Document section —
########################################
Taxpayer maintained that he worked remotely for a global company assigned to its Utah division for the entire year. He provided services to one client who maintained offices in every state and several countries. Taxpayer asserted that the withholding of Utah income tax was merely an oversight on the employer’s part. The Division stated that the issue was not whether taxpayer was a Utah resident for the entire year, but rather that the wages for the year should be sourced to Utah. The Form W-2 provided proof to the Division that all wages were Utah-sourced income, regardless of the place of residence of the taxpayer.

In denying the taxpayer’s claim, the Tax Commission cited a previous decision6 regarding a Utah nonresident who worked remotely for a Utah branch of a multinational company. In that decision, the Commission found the taxpayer’s income to be sourced to Utah regardless of the fact that he was not in Utah and worked remotely from another state during the entire audit period. The conclusion in that decision was that the taxpayer “may be performing services within Utah where the employer’s physical location is in Utah or working on accounts assigned to that location.” This would be considered performing services in Utah, regardless of where the employee was physically located at the time of performing services.
########################################
(Excerpts from a dataset)

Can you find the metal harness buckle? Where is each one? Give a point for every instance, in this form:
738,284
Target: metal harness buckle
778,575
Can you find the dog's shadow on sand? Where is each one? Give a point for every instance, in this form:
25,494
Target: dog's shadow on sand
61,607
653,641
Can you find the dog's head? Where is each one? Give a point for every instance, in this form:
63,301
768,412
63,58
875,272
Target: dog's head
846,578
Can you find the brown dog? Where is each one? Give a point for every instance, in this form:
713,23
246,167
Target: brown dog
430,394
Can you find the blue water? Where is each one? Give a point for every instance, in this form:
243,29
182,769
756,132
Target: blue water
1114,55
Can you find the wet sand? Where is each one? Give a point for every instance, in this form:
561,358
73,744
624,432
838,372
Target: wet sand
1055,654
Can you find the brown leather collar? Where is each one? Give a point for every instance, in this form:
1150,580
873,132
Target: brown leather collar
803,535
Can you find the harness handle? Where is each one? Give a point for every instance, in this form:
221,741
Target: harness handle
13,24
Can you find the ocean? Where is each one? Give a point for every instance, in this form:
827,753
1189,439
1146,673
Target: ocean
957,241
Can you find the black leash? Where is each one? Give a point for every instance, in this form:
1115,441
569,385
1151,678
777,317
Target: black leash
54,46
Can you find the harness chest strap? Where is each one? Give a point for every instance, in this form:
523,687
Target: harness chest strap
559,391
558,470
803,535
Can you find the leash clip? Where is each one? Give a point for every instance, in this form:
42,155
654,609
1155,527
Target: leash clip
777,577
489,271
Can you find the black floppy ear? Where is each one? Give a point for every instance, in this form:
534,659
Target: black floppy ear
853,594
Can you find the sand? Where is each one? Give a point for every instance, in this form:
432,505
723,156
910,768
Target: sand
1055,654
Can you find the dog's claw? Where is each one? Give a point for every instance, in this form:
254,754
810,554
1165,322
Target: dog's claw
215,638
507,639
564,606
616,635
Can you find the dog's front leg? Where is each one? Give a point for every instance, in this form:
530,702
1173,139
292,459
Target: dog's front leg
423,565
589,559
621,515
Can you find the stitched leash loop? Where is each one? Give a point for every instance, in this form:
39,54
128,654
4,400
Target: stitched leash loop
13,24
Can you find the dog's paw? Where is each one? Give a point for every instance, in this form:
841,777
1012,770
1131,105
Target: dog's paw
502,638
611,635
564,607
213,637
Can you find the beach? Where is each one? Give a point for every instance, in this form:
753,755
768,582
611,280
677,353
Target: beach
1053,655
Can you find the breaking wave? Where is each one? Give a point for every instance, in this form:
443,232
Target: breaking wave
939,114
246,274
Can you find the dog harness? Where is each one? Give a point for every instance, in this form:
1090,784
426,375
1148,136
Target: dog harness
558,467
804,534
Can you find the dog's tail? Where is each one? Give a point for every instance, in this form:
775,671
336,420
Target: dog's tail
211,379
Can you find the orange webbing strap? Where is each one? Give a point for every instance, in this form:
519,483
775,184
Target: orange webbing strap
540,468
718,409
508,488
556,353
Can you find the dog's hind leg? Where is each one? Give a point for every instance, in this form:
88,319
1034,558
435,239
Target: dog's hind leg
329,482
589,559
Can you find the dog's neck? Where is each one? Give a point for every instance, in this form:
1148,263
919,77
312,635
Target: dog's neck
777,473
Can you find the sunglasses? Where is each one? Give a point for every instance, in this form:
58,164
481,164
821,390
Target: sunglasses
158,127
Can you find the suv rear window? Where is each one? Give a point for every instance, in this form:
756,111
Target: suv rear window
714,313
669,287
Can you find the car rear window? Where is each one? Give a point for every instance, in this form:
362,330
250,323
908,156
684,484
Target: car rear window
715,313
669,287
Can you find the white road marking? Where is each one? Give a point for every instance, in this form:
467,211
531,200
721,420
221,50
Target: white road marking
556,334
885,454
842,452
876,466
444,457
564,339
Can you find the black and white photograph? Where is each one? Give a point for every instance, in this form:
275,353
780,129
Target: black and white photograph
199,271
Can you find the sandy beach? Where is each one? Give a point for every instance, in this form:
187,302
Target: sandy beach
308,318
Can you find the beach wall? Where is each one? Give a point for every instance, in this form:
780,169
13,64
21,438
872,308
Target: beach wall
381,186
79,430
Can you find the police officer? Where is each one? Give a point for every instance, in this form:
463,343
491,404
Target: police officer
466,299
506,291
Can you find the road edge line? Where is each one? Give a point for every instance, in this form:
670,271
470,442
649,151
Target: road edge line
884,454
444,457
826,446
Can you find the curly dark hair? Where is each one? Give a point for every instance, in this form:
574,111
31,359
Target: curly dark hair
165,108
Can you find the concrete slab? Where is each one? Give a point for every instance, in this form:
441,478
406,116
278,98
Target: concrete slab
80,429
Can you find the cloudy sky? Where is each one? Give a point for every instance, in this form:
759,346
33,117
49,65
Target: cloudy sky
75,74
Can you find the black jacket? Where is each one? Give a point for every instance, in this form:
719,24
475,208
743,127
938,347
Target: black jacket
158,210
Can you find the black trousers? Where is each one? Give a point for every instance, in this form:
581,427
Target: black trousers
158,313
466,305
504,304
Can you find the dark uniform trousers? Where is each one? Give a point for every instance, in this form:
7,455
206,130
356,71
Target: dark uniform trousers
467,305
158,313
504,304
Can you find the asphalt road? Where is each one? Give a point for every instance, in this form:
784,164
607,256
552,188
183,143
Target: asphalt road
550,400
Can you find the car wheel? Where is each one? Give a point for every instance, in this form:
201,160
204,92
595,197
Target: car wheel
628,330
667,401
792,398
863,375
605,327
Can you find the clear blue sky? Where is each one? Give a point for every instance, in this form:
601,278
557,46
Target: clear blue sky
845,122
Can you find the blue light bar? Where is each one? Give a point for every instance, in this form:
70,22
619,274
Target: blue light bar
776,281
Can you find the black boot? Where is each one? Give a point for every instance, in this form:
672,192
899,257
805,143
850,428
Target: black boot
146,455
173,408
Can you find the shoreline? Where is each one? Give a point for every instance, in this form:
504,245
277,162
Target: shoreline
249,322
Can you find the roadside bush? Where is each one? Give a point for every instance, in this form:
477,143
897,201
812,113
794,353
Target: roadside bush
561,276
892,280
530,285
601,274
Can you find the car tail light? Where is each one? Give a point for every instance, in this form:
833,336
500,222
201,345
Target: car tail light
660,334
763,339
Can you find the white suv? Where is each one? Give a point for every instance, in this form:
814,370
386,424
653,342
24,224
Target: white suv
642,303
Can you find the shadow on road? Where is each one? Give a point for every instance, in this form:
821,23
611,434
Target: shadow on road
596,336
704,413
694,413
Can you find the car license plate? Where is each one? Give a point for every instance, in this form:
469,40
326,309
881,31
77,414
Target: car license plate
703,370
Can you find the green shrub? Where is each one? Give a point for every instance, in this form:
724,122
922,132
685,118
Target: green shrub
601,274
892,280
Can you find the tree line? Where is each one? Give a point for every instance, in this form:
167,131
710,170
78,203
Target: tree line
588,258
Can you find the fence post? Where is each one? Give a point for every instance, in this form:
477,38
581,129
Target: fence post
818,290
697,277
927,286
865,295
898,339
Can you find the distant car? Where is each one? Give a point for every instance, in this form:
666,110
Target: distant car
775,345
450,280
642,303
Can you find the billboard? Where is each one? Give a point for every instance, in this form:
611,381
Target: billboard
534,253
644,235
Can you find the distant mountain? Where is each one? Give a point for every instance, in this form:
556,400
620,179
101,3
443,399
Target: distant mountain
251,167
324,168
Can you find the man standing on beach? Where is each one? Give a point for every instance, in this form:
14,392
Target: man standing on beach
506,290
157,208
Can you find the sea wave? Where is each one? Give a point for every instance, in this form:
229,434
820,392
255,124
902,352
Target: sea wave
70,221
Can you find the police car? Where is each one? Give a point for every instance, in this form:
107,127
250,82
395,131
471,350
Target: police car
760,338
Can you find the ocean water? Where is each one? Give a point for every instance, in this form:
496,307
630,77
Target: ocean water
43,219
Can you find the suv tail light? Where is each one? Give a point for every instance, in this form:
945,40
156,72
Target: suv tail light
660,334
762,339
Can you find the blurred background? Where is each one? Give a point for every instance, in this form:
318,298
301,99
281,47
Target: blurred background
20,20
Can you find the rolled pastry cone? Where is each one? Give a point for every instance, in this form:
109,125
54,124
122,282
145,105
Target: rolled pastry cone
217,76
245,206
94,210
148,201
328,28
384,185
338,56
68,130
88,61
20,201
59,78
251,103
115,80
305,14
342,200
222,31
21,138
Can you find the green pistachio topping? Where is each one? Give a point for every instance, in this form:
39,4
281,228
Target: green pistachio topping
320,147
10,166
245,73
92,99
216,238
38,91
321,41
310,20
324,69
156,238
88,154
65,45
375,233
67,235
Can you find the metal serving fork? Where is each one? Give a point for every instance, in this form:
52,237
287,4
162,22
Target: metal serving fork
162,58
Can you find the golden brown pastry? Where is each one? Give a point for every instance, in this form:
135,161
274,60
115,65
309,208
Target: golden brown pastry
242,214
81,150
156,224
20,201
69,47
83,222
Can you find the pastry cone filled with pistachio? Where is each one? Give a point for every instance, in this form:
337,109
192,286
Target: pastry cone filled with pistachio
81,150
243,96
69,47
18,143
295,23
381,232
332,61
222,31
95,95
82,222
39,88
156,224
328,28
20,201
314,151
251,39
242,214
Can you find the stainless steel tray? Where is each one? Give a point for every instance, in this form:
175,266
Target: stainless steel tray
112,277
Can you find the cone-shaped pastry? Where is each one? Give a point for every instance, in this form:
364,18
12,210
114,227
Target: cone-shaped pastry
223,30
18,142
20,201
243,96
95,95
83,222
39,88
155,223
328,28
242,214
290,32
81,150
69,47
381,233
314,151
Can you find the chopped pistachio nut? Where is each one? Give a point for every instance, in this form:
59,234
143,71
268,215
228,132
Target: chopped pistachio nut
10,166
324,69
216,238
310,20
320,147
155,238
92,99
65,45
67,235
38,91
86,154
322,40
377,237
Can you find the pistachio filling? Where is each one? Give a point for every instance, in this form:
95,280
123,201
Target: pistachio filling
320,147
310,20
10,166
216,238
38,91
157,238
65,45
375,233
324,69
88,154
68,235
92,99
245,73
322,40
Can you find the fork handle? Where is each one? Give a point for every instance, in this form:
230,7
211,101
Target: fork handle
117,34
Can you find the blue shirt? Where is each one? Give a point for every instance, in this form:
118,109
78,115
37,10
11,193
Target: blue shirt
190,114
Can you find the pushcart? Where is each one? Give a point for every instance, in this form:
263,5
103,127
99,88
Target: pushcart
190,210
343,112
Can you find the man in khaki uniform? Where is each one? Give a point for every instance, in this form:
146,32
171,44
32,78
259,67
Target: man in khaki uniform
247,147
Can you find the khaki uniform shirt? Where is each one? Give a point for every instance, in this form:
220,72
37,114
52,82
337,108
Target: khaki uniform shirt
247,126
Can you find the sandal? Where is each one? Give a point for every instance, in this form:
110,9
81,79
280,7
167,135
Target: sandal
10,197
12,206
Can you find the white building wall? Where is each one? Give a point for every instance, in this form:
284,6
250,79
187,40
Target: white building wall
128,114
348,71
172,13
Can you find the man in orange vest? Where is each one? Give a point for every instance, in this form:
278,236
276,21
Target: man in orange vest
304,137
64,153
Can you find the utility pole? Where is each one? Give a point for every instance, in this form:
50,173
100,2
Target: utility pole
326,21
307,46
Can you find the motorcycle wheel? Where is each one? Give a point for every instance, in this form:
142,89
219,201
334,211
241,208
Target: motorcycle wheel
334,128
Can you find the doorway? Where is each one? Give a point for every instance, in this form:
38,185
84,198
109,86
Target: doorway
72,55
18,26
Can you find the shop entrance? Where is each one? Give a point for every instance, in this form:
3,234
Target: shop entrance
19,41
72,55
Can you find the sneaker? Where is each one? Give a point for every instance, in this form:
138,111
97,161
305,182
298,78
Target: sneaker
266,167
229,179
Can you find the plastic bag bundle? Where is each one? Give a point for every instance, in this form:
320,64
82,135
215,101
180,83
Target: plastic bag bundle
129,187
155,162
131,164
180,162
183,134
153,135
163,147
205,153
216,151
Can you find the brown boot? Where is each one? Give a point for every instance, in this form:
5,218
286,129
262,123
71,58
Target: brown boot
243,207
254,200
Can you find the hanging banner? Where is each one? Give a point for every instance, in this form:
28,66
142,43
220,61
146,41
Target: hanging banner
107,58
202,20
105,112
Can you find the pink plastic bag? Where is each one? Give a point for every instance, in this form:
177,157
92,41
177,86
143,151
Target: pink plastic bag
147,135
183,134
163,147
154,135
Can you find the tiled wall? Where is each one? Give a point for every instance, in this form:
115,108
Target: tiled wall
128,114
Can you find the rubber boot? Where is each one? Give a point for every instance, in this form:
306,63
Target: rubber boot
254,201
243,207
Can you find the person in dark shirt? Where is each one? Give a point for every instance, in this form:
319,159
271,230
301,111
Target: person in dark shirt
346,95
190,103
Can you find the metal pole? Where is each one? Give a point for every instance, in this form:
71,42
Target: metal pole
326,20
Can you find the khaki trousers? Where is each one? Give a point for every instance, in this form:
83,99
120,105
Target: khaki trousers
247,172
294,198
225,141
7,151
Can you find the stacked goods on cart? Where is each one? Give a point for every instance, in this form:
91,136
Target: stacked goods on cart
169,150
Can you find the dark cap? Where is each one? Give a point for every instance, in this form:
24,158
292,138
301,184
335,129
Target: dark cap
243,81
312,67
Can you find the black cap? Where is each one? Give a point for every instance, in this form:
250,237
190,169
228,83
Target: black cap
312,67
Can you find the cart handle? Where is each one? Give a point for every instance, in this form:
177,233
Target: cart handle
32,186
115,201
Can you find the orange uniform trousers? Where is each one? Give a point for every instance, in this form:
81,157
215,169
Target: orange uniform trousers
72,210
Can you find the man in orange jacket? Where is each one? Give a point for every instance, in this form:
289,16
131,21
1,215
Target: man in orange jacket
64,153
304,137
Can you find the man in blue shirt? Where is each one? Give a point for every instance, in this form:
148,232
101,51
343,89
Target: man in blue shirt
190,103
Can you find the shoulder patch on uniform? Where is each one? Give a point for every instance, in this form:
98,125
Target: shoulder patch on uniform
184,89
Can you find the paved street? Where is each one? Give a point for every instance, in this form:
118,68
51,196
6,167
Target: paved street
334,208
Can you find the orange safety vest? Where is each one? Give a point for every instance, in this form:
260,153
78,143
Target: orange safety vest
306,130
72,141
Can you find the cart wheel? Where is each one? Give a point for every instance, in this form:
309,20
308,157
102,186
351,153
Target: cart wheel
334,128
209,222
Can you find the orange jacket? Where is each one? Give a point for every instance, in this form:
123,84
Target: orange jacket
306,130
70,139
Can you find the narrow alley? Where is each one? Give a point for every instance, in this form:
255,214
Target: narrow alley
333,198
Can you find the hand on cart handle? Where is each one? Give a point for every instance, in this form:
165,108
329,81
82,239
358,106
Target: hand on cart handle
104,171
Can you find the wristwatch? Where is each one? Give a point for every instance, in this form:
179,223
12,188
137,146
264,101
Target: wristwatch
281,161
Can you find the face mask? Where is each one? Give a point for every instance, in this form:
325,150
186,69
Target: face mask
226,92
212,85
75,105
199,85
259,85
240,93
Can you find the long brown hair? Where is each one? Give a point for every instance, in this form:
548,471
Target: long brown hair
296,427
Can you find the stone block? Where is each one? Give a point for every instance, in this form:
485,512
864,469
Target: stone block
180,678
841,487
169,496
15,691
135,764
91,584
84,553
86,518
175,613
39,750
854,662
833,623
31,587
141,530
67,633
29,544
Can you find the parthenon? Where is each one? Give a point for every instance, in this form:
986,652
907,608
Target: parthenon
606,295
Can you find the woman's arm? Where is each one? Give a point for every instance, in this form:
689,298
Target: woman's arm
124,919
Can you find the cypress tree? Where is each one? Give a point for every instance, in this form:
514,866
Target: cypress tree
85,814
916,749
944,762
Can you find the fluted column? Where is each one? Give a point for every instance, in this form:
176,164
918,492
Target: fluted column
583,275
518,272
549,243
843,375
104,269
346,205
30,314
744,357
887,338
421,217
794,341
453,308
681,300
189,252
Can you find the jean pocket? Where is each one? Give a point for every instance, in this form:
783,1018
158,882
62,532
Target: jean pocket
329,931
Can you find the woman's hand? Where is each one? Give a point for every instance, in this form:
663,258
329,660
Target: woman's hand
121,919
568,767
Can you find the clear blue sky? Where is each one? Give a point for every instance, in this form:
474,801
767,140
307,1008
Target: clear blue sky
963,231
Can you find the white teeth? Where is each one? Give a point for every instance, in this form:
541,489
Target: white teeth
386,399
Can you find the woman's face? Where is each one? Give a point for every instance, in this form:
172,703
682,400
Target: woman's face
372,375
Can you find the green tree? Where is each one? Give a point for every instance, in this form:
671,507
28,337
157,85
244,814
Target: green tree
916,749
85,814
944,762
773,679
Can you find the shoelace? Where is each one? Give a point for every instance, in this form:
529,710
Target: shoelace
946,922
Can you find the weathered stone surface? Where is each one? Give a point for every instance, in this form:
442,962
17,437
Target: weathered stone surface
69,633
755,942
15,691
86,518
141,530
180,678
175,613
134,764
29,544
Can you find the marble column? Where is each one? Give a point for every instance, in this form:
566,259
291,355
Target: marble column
########################################
What you should do —
List the three statements that the first paragraph of the Utah tax ruling makes about the taxpayer before it gives the Division's position.

Your solution —
- The taxpayer maintained that he worked remotely for a global company and was assigned to its Utah division for the entire year.
- He provided services to one client who maintained offices in every state and several countries.
- The taxpayer asserted that the withholding of Utah income tax was merely an oversight on the employer's part.